==== Source extract

J: “I like your long answer. I look around and see people that stand against truth and tradition. I saw your video on the uglification of art and people becoming ugly as well. You can’t tell me what is objectively beautiful: I dye my hair blue and put in 8 nose rings. Who are you to tell me I am not beautiful—that is your subjective opinion.”
S: “Yes, I am obese but still cute. The idea of beauty is complicated. We need a proper understanding of human psychology to know what objective beauty is. Postmodernists undermine objective morality and objective aesthetic standards.
Resentment is anti-art. Postmodernist environmentalists destroy art. It is not accidental that 20 years ago the Taliban destroyed works of art. It is nihilism to destroy anything that has beauty and gives others pleasure. Your desire to destroy reveals something about your mind and your values. You are not a creator but a destroyer. That is an act of revelation. If you are not a first-rate talent, you end up hating the gods and the world.

========
==== Data extracts

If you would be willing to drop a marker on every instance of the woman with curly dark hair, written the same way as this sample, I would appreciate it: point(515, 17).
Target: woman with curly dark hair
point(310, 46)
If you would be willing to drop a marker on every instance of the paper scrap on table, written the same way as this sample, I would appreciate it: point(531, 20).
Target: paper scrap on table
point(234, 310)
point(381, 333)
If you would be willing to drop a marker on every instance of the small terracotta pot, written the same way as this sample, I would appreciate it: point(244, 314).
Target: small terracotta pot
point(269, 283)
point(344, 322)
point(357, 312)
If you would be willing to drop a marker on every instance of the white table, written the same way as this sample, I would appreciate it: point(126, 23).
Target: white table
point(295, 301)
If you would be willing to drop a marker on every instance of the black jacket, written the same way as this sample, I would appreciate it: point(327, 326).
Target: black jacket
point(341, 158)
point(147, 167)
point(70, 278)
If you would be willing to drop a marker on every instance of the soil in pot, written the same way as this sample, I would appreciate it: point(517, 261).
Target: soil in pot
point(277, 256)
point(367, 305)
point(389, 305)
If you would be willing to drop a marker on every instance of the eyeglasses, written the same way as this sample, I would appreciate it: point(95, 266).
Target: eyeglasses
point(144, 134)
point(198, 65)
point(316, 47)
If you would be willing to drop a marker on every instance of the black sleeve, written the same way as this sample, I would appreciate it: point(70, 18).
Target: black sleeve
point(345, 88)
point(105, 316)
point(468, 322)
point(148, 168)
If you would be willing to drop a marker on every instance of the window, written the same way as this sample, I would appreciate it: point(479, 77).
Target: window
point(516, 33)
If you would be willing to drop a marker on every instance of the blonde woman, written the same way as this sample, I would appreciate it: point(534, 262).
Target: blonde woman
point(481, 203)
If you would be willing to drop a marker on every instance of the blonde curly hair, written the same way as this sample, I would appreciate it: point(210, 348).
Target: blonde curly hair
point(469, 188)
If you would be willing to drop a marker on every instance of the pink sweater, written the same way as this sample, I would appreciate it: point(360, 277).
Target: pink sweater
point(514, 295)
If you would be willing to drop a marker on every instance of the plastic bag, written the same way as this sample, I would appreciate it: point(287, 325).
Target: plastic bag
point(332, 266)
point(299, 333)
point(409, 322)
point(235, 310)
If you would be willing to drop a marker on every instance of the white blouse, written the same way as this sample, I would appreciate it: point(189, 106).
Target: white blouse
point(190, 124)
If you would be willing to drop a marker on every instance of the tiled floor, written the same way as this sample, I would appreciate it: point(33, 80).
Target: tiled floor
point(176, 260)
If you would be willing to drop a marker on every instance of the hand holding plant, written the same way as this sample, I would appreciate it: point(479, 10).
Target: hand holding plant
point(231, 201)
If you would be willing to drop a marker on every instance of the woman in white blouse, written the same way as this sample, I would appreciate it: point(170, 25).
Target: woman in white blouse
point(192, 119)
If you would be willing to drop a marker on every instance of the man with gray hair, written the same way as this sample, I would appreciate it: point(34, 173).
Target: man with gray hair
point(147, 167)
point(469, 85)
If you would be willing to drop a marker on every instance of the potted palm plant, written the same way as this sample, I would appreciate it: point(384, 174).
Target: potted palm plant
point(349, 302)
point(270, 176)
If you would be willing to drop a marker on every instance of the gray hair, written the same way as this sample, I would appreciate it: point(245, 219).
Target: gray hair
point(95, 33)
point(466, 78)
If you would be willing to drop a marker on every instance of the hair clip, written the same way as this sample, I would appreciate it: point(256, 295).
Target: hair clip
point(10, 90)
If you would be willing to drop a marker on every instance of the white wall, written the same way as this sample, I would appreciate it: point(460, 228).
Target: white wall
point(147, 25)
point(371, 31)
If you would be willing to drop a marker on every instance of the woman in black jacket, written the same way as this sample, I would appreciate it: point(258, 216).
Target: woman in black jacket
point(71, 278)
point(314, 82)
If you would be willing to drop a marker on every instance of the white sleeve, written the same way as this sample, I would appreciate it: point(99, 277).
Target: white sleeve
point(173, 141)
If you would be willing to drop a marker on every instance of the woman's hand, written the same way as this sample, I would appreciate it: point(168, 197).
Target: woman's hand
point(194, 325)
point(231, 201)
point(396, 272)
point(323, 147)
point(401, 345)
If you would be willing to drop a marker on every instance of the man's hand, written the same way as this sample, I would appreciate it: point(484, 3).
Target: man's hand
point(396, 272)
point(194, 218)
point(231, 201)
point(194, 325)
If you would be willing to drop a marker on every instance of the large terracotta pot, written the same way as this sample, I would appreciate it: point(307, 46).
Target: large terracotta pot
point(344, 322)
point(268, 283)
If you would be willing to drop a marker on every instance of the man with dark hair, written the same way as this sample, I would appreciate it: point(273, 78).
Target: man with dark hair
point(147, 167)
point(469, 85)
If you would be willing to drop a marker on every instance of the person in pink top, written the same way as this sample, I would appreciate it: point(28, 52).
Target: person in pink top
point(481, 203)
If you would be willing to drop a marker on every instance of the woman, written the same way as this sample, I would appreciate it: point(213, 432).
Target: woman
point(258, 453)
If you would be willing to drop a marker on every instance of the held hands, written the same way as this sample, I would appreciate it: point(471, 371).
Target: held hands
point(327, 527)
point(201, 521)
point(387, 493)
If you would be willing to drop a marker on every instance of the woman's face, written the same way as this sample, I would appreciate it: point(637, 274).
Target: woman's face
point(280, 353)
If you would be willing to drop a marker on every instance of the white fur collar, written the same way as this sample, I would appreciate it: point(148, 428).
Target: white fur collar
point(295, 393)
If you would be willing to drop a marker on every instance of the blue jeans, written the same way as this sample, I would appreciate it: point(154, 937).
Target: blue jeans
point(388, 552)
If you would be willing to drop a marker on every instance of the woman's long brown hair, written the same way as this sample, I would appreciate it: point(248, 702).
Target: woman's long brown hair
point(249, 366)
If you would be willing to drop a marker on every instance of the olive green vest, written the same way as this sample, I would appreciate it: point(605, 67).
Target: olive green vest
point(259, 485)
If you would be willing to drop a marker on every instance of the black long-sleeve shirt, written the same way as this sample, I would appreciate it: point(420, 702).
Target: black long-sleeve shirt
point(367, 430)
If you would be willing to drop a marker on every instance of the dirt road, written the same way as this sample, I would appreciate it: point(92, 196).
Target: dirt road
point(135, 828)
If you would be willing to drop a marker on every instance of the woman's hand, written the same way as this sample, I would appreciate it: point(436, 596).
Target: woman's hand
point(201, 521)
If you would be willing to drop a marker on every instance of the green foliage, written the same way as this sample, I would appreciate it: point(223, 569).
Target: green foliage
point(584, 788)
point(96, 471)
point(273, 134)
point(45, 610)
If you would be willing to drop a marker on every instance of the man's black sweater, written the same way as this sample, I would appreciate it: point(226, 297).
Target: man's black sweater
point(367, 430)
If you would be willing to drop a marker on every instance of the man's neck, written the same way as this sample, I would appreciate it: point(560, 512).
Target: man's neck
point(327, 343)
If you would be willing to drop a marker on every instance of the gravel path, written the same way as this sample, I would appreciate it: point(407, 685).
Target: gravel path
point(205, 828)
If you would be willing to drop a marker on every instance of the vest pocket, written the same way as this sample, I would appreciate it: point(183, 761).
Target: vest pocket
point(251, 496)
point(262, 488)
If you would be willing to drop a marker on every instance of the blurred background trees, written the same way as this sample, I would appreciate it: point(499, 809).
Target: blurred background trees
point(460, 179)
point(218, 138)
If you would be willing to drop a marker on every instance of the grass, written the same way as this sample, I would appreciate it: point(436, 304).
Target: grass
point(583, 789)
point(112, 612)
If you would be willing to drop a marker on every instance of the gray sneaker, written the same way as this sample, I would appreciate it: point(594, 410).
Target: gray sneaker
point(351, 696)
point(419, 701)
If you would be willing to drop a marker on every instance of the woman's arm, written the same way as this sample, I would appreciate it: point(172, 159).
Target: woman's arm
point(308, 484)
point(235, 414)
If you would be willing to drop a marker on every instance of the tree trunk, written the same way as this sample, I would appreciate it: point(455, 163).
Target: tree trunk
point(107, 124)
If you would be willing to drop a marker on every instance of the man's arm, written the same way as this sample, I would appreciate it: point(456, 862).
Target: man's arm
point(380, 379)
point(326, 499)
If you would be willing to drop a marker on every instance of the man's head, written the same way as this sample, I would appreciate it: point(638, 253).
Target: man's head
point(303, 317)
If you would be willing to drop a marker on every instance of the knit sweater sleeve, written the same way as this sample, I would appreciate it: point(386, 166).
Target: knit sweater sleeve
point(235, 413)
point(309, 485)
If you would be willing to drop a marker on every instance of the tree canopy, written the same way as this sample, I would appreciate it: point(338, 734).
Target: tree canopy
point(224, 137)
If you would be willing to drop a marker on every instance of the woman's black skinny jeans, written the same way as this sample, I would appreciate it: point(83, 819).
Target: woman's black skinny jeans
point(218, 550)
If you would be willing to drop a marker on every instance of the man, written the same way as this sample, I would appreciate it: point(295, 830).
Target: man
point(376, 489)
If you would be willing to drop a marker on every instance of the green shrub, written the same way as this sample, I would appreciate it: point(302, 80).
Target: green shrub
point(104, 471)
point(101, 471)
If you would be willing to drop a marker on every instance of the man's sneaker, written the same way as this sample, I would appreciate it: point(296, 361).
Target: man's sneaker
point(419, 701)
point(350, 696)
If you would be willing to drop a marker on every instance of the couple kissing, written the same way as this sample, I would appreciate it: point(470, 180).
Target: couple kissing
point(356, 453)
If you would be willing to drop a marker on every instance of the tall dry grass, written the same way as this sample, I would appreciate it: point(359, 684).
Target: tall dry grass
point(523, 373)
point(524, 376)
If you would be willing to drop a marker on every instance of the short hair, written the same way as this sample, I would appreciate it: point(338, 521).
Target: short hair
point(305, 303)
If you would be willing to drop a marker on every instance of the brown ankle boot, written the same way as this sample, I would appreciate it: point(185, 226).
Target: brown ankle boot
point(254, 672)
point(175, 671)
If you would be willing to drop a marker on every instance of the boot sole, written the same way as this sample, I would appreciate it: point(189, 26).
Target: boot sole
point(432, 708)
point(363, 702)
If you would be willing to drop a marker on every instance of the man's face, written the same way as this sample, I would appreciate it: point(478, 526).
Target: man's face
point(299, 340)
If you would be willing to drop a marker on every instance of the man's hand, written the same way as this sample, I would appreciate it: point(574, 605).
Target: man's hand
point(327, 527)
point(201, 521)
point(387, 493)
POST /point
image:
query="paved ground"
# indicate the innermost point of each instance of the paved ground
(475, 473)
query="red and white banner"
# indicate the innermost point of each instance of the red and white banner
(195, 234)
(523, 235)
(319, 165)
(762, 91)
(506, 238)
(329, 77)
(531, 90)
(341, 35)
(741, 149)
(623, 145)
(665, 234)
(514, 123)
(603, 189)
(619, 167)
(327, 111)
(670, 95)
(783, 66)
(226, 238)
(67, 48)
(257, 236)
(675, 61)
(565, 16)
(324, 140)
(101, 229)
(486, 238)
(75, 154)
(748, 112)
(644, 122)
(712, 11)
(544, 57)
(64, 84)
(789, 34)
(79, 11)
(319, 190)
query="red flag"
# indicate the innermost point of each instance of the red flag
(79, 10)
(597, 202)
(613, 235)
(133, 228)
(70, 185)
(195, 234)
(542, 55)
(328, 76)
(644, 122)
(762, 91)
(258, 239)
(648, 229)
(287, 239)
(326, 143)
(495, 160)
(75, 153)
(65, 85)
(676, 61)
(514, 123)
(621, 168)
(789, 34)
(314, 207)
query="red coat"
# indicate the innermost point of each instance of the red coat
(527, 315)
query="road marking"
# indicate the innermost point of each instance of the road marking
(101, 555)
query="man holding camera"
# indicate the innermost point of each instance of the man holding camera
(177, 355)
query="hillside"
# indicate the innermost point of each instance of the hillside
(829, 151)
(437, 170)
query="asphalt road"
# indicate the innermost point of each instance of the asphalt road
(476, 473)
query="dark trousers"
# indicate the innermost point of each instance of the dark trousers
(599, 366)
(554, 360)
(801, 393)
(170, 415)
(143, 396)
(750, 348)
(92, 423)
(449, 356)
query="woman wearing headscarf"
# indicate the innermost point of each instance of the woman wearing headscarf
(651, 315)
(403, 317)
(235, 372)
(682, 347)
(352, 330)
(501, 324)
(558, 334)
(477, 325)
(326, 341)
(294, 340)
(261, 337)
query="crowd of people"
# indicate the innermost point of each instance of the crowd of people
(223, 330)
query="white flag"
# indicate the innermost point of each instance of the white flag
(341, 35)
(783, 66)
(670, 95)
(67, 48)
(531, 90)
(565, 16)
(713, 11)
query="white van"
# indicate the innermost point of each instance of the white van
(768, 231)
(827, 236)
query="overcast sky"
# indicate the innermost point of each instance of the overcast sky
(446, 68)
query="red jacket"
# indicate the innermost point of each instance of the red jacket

========

[Prompt 1]
Answer these about the conversation on beauty, one per line:
(a) What two things does J say they do to their appearance?
(b) How does S describe themself?
(c) According to S, how many years ago did the Taliban destroy works of art?
[Prompt 2]
Write out the conversation on beauty between "Resentment is anti-art." and "and the world.", inclusive, replacing "anti-art" with "hostile to art".
The records are separate material.

[Answer area 1]
(a) Dye their hair blue and put in 8 nose rings.
(b) Obese but still cute.
(c) 20 years ago.

[Answer area 2]
Resentment is hostile to art. Postmodernist environmentalists destroy art. It is not accidental that 20 years ago the Taliban destroyed works of art. It is nihilism to destroy anything that has beauty and gives others pleasure. Your desire to destroy reveals something about your mind and your values. You are not a creator but a destroyer. That is an act of revelation. If you are not a first-rate talent, you end up hating the gods and the world.